Find every line in the rows below that contains the string "photo" with matching capitalization, and copy each of those lines.

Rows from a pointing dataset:
____________________

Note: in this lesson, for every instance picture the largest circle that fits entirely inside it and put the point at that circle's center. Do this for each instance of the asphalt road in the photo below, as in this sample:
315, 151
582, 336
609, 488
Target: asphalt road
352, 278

____________________

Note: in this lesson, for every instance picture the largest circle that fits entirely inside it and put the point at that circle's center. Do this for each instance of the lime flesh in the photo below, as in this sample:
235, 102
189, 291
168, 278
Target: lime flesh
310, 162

____________________

**Full response:**
Note: in this lesson, for every instance picture the largest circle that fits entirely inside it and put the point at that circle's center. Do this for each instance of the asphalt road in the photo below, as in this sample:
Note: in this lesson, for every instance picture the largest circle that fits entirely inside it and put the point at that circle's center. Do this for each instance of the lime flesh in the photo below, as in this sample:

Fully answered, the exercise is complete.